> [What needs to be done]: For this exercise, write out exactly the lines from the line containing "and find utility" through the last line of the records, and no other lines.

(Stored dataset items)
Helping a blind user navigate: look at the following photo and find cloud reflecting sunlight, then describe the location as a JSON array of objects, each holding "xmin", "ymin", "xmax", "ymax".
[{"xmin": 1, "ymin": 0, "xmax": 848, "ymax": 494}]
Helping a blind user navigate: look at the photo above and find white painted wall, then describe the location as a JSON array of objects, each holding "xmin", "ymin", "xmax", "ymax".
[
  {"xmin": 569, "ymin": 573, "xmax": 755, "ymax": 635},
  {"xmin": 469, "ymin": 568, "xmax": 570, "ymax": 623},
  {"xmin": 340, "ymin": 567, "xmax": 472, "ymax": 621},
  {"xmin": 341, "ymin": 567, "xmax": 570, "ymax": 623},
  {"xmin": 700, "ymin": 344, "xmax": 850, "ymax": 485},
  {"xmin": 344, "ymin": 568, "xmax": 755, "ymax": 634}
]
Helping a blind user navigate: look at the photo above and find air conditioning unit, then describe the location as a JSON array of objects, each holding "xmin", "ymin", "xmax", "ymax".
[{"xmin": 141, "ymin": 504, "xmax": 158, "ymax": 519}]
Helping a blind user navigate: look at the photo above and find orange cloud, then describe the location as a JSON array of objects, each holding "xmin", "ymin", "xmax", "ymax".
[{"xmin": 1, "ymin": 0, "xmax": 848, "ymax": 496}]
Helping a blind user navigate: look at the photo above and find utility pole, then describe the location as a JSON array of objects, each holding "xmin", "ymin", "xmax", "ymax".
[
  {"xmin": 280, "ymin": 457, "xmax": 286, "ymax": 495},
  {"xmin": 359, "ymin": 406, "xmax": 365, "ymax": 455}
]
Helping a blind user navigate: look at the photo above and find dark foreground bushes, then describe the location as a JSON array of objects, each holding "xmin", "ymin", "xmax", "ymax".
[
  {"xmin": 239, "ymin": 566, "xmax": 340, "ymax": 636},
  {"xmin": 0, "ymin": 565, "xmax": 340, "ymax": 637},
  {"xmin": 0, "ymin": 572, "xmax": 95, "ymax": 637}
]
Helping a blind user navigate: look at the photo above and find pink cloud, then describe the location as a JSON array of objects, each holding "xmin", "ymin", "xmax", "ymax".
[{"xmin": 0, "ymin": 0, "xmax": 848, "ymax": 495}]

> [Result of this exercise]:
Helping a blind user navigate: look at the photo above and find utility pole, then describe the location as a JSON array of objects, each holding "xmin", "ymin", "xmax", "ymax".
[
  {"xmin": 280, "ymin": 457, "xmax": 286, "ymax": 495},
  {"xmin": 359, "ymin": 406, "xmax": 365, "ymax": 455}
]
Helping a blind user navigate: look at the photo above and find dark foreground bushes, then describe the location as a JSON array of objects, each holding "xmin", "ymin", "xmax", "ymax".
[
  {"xmin": 239, "ymin": 566, "xmax": 340, "ymax": 636},
  {"xmin": 0, "ymin": 565, "xmax": 340, "ymax": 637},
  {"xmin": 0, "ymin": 572, "xmax": 95, "ymax": 637}
]
Helping a blind user navigate: look at the photo above and find pink cloud, then describe the location as a JSON array of objects, each holding "xmin", "ymin", "xmax", "ymax".
[{"xmin": 0, "ymin": 0, "xmax": 848, "ymax": 495}]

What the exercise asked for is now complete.